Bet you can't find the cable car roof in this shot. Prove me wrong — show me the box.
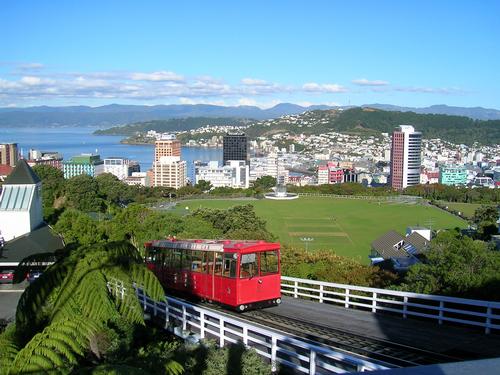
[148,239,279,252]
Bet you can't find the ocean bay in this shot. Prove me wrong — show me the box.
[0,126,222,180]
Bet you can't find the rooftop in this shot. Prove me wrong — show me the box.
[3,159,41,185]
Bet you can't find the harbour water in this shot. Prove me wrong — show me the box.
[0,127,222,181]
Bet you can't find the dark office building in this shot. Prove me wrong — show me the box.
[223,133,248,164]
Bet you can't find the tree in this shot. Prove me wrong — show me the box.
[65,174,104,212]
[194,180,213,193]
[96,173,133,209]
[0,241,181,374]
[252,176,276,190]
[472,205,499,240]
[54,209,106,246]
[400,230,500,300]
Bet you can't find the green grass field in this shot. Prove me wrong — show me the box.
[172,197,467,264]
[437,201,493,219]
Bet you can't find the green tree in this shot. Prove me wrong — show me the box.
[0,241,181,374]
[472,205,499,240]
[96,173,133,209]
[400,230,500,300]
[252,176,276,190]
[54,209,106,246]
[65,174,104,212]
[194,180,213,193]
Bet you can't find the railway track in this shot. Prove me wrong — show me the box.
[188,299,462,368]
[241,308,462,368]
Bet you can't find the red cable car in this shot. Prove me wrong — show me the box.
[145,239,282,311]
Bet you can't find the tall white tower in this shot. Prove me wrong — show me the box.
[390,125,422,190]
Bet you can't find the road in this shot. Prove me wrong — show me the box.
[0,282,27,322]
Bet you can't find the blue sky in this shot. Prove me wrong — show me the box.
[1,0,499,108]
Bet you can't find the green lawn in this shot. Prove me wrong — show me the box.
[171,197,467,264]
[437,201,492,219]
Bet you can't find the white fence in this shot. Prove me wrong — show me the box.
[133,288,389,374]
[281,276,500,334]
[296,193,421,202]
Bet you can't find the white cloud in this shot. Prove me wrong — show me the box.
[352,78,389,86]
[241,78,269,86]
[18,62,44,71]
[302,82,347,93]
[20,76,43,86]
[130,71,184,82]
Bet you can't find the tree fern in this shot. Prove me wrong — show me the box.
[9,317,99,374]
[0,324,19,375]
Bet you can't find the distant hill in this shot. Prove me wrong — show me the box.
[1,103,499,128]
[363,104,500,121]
________
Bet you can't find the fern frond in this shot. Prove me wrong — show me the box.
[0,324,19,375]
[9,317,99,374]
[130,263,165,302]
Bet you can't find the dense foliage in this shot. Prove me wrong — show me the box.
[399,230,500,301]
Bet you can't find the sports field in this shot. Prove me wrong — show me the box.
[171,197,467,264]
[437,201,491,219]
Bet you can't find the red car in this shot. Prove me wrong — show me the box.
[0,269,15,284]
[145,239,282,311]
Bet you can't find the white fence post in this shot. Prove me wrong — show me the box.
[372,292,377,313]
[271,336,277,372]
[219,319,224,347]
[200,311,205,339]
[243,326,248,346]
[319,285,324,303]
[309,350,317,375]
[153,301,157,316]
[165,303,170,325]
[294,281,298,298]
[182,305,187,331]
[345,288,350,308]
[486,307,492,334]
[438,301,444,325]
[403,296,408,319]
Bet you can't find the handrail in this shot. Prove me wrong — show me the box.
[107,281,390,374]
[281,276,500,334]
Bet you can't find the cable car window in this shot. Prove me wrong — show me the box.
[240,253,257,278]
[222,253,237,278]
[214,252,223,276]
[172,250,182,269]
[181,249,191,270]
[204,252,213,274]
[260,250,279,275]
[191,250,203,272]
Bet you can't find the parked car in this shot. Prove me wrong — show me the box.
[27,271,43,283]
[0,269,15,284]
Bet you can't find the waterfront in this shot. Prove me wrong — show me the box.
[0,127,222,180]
________
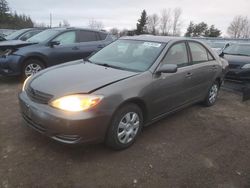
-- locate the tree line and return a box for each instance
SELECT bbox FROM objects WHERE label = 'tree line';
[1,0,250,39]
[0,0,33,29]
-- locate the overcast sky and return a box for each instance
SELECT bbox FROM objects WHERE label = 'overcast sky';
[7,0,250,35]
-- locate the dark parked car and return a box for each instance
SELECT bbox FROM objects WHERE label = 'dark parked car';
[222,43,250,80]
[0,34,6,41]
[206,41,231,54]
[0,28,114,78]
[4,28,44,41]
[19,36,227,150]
________
All lines in the listing above with the string "instance" should be returned.

Result of the exercise -
-- locate the tree line and return a box for each instance
-- locate the overcast sky and return a box for each instance
-- locate the dark parked car and return a box for each instance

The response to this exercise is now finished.